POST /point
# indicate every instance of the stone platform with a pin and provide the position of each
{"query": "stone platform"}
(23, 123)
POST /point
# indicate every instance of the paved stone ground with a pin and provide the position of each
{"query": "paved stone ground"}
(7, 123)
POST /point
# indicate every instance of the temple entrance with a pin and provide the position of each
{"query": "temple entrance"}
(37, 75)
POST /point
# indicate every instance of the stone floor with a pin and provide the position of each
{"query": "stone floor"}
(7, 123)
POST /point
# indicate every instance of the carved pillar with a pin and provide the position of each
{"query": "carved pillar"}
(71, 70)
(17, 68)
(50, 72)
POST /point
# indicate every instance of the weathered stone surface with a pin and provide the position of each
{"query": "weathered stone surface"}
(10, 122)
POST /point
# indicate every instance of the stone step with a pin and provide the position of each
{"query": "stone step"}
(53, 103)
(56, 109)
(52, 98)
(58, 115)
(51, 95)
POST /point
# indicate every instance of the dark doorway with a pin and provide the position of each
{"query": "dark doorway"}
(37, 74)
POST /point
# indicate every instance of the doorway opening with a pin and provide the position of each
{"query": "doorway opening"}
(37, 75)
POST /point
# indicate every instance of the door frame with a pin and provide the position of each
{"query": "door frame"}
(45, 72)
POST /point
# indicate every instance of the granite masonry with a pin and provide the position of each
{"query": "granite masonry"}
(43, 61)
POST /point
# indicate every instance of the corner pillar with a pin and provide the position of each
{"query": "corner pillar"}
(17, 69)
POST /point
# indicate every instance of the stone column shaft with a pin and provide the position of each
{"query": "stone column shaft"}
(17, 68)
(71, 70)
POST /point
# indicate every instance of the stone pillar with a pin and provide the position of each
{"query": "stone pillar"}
________________
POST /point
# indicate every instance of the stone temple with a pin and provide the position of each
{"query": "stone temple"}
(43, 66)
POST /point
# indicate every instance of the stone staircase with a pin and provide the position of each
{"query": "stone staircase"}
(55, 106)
________________
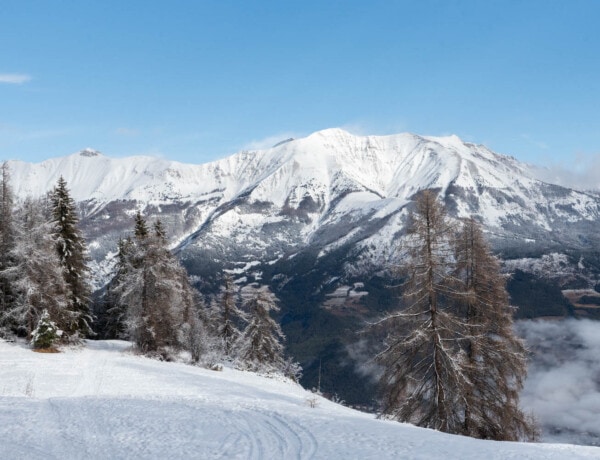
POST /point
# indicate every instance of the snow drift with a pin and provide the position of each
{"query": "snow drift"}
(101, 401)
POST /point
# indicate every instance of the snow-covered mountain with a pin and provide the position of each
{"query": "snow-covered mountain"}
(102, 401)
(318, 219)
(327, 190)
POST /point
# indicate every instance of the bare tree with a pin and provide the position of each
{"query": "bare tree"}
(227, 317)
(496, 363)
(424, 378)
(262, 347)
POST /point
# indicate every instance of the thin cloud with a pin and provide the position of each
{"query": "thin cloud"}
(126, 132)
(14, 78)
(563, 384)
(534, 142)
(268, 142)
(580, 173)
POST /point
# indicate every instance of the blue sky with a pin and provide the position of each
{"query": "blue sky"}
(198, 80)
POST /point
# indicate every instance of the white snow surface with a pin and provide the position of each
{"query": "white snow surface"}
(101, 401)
________________
# WHAT YOU WILL DO
Gather every line of the material above that contains the string "pillar", treating uppercase and lowercase letters as distinct.

# CORRECT OUTPUT
# indicate every instance of the carved pillar with a pin and provide the position of each
{"query": "carved pillar"}
# indicate every instance of the corner pillar with a pin and provide the position of each
{"query": "corner pillar"}
# indicate every instance of the stone pillar with a pin and provide the position of each
{"query": "stone pillar"}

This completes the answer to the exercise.